__WHAT TO PRODUCE__: Rewrite the lines starting at the one containing "Reviewer note: every instance of the sandy beach" and ending at the one containing "pixel 321 228", changing each "Reviewer note" to "Annotator note" and keeping everything else the same.

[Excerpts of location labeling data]
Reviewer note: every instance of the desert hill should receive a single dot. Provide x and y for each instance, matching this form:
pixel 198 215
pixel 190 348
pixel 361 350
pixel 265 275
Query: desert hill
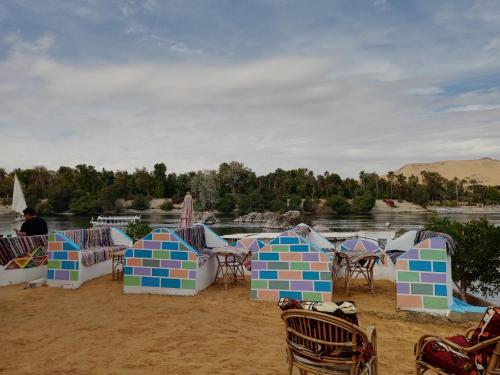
pixel 485 171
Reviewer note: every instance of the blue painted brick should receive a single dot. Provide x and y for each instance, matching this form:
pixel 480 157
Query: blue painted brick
pixel 269 256
pixel 272 275
pixel 299 248
pixel 160 272
pixel 290 294
pixel 420 265
pixel 310 275
pixel 150 281
pixel 67 265
pixel 440 290
pixel 170 283
pixel 179 255
pixel 289 240
pixel 60 255
pixel 170 245
pixel 322 286
pixel 143 254
pixel 439 266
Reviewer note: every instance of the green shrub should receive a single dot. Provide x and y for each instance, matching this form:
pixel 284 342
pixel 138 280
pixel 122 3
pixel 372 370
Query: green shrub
pixel 339 204
pixel 167 205
pixel 363 203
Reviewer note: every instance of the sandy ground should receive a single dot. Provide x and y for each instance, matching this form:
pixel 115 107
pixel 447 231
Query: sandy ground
pixel 99 330
pixel 485 171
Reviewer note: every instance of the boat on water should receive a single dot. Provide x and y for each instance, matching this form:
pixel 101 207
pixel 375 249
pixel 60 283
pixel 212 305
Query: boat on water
pixel 18 200
pixel 115 221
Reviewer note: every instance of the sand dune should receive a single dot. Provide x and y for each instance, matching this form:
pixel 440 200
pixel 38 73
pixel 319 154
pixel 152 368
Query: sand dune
pixel 99 330
pixel 486 171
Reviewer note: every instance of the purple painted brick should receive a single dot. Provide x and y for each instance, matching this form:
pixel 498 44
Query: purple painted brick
pixel 259 265
pixel 403 288
pixel 62 275
pixel 433 277
pixel 171 264
pixel 152 244
pixel 411 254
pixel 310 257
pixel 301 285
pixel 143 271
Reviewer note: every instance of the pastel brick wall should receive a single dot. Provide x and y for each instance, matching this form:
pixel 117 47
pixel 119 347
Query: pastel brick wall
pixel 161 260
pixel 421 274
pixel 289 266
pixel 63 258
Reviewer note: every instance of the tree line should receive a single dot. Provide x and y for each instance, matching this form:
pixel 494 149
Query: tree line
pixel 84 189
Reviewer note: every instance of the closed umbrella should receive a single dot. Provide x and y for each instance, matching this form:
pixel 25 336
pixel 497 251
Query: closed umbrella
pixel 187 211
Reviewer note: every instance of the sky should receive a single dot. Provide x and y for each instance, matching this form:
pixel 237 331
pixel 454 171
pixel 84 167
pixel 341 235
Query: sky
pixel 342 86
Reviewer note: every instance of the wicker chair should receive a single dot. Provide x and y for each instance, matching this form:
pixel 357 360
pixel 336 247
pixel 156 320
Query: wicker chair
pixel 318 343
pixel 493 366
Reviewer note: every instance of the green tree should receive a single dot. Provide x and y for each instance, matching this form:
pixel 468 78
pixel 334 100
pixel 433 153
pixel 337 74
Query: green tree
pixel 476 261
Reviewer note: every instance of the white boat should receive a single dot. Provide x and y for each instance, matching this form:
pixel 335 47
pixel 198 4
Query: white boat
pixel 114 221
pixel 18 201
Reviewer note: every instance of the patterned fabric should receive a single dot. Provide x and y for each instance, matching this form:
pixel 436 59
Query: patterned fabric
pixel 90 238
pixel 488 328
pixel 438 354
pixel 344 309
pixel 15 247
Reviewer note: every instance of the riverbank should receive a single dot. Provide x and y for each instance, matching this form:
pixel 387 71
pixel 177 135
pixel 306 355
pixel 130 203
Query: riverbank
pixel 99 330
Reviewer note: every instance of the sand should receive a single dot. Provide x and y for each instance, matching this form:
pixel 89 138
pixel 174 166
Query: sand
pixel 99 330
pixel 485 171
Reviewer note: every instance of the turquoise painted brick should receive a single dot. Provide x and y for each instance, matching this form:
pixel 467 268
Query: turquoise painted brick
pixel 278 284
pixel 420 265
pixel 439 266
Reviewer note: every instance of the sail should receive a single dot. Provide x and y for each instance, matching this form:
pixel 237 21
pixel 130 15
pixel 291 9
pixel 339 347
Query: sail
pixel 18 201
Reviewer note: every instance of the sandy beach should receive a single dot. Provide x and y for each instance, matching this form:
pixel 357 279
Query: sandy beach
pixel 99 330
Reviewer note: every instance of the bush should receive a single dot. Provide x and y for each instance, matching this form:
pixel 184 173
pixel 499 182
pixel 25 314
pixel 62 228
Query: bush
pixel 137 230
pixel 140 202
pixel 339 204
pixel 167 205
pixel 277 205
pixel 309 205
pixel 475 263
pixel 226 204
pixel 363 203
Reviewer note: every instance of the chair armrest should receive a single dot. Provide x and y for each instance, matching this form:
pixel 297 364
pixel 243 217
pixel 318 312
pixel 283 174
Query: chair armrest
pixel 371 332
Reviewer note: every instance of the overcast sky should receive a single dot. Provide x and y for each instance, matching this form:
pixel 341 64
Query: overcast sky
pixel 330 85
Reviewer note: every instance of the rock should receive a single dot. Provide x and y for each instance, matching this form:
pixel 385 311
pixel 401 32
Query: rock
pixel 206 217
pixel 321 228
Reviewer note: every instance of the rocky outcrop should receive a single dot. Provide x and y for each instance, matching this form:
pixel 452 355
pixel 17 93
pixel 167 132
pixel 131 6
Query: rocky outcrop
pixel 271 220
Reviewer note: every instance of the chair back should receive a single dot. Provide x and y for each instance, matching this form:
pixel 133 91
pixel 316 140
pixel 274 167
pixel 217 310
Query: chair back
pixel 324 339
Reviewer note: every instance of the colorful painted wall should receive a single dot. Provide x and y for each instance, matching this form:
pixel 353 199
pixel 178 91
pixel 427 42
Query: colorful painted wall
pixel 290 266
pixel 423 276
pixel 163 263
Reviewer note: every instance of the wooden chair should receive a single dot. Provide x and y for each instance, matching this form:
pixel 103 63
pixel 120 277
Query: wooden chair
pixel 319 343
pixel 493 365
pixel 362 266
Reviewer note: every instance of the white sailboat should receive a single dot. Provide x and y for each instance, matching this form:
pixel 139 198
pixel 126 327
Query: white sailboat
pixel 18 201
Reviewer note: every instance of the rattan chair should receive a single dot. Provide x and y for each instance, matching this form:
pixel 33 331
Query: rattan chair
pixel 493 366
pixel 319 343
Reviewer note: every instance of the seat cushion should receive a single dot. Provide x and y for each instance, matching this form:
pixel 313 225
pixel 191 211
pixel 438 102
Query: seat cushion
pixel 438 354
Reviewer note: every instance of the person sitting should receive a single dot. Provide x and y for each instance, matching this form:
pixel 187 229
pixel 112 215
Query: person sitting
pixel 33 225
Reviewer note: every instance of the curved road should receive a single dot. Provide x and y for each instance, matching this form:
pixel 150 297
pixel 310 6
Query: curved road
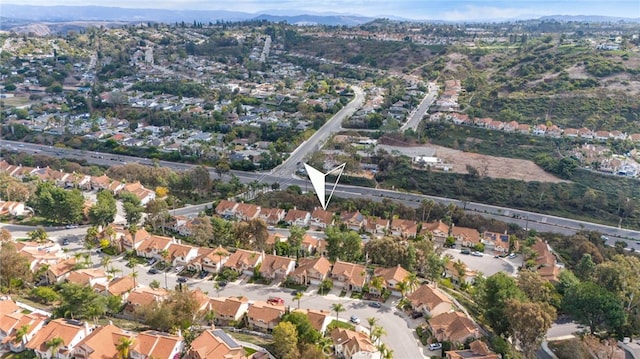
pixel 526 219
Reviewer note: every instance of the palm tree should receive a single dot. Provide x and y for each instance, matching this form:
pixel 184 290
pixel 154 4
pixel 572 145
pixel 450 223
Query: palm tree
pixel 402 287
pixel 338 308
pixel 372 322
pixel 21 334
pixel 297 297
pixel 123 347
pixel 54 345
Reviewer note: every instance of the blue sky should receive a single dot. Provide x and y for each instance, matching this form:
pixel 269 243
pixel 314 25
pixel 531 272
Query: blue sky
pixel 455 10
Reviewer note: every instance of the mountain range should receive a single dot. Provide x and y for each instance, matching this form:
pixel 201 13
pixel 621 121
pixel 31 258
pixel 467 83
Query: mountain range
pixel 24 14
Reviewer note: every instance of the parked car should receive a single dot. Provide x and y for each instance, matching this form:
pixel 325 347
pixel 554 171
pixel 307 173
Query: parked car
pixel 275 301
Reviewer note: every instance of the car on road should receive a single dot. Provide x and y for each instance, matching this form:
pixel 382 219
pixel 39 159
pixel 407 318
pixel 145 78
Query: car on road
pixel 275 301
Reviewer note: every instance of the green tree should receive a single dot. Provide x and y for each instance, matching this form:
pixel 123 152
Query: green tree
pixel 592 305
pixel 493 296
pixel 104 211
pixel 529 323
pixel 306 333
pixel 285 341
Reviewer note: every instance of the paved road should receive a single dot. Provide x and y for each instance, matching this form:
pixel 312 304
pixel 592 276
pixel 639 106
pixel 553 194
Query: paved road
pixel 315 142
pixel 418 114
pixel 530 220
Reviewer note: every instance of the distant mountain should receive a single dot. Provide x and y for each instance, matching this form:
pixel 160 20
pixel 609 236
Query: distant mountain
pixel 589 18
pixel 349 20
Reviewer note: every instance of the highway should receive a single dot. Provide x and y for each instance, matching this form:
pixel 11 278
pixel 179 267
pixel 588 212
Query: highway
pixel 316 141
pixel 531 220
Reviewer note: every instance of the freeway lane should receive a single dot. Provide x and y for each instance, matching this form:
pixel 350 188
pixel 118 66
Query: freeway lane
pixel 316 141
pixel 531 220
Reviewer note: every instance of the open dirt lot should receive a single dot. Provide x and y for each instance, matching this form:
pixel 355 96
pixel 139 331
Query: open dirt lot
pixel 496 167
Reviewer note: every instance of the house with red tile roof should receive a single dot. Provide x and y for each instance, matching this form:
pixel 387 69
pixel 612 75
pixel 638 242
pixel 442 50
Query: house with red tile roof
pixel 230 309
pixel 311 271
pixel 321 218
pixel 454 327
pixel 101 343
pixel 247 211
pixel 70 331
pixel 264 316
pixel 10 323
pixel 226 208
pixel 430 300
pixel 350 344
pixel 477 350
pixel 349 276
pixel 157 345
pixel 390 278
pixel 272 216
pixel 404 228
pixel 297 217
pixel 276 267
pixel 215 343
pixel 243 261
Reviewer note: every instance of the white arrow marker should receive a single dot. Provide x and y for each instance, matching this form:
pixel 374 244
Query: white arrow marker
pixel 318 180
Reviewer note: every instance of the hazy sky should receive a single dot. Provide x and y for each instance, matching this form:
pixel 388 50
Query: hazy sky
pixel 413 9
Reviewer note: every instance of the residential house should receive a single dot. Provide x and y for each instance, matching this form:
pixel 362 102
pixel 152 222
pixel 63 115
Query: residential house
pixel 153 246
pixel 321 218
pixel 247 211
pixel 404 228
pixel 377 226
pixel 391 277
pixel 439 231
pixel 430 300
pixel 226 208
pixel 10 323
pixel 467 237
pixel 264 316
pixel 101 343
pixel 458 272
pixel 477 350
pixel 180 254
pixel 276 267
pixel 453 327
pixel 319 319
pixel 353 220
pixel 59 272
pixel 546 262
pixel 497 242
pixel 311 271
pixel 349 344
pixel 209 259
pixel 89 276
pixel 272 216
pixel 215 343
pixel 157 345
pixel 349 276
pixel 70 331
pixel 297 217
pixel 228 310
pixel 243 261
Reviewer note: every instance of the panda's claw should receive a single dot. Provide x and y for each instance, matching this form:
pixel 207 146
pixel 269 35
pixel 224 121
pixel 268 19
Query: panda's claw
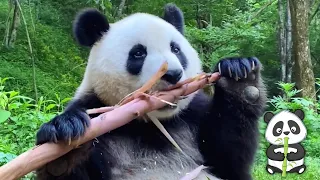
pixel 238 68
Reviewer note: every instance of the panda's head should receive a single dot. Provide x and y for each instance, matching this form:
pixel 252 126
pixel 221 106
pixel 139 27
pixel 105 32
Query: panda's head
pixel 125 54
pixel 285 124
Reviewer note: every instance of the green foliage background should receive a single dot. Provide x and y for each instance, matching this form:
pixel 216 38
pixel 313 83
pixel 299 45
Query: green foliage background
pixel 233 28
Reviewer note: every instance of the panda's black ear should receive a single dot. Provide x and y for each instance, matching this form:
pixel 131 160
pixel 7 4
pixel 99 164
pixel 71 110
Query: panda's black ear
pixel 89 26
pixel 268 116
pixel 174 16
pixel 299 113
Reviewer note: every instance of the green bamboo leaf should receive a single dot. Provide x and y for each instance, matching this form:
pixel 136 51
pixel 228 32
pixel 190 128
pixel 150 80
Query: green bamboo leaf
pixel 4 115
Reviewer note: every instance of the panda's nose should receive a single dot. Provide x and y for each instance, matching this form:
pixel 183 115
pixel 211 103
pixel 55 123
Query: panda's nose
pixel 286 132
pixel 173 76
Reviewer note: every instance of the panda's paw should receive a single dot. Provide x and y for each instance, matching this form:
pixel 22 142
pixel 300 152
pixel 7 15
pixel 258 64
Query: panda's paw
pixel 67 126
pixel 238 68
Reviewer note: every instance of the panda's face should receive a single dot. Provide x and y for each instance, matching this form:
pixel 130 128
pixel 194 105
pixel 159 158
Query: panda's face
pixel 285 124
pixel 132 50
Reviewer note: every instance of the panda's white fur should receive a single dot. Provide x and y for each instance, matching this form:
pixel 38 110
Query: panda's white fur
pixel 285 116
pixel 106 71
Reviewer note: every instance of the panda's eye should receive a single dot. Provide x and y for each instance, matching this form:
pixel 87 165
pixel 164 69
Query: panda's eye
pixel 278 130
pixel 138 52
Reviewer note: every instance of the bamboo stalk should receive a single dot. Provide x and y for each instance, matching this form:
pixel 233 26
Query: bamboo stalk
pixel 285 152
pixel 112 119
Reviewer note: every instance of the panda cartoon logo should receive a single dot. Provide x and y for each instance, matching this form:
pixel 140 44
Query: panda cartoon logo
pixel 285 132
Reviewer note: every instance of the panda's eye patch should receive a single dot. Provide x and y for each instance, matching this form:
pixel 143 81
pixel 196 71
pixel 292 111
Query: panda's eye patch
pixel 294 127
pixel 138 51
pixel 277 129
pixel 175 48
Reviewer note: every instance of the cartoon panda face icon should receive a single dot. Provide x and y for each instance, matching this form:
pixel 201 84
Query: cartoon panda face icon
pixel 285 124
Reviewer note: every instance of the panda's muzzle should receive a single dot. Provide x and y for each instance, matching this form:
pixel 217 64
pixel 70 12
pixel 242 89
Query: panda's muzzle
pixel 173 76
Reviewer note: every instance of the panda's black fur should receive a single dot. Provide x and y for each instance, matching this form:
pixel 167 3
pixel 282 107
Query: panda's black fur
pixel 219 132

__RESPONSE BELOW__:
Annotator note: every instance of the sandy beach should receive a single dot. Provide x and y for each instance, matching this form:
pixel 357 279
Query: sandy beach
pixel 99 330
Annotator note: every instance of the bush should receive a single dot. Provide x and y for each instance, matching this form:
pixel 184 173
pixel 499 182
pixel 25 314
pixel 62 228
Query: bush
pixel 137 230
pixel 140 202
pixel 339 204
pixel 167 205
pixel 277 205
pixel 309 205
pixel 475 263
pixel 226 204
pixel 363 203
Annotator note: every instance of the chair armrest should receive a single dot. Provide x and y for each instance, matching this form:
pixel 297 364
pixel 243 217
pixel 318 312
pixel 283 174
Query: chair armrest
pixel 371 332
Annotator note: every instance of the overcast sky should receive a single dot. Provide x and y for each instance, matching this form:
pixel 341 64
Query: overcast sky
pixel 330 85
Annotator note: every instance of the rock should receive a single dot. Provide x and y for each instance, matching this form:
pixel 385 311
pixel 401 32
Query: rock
pixel 206 217
pixel 321 228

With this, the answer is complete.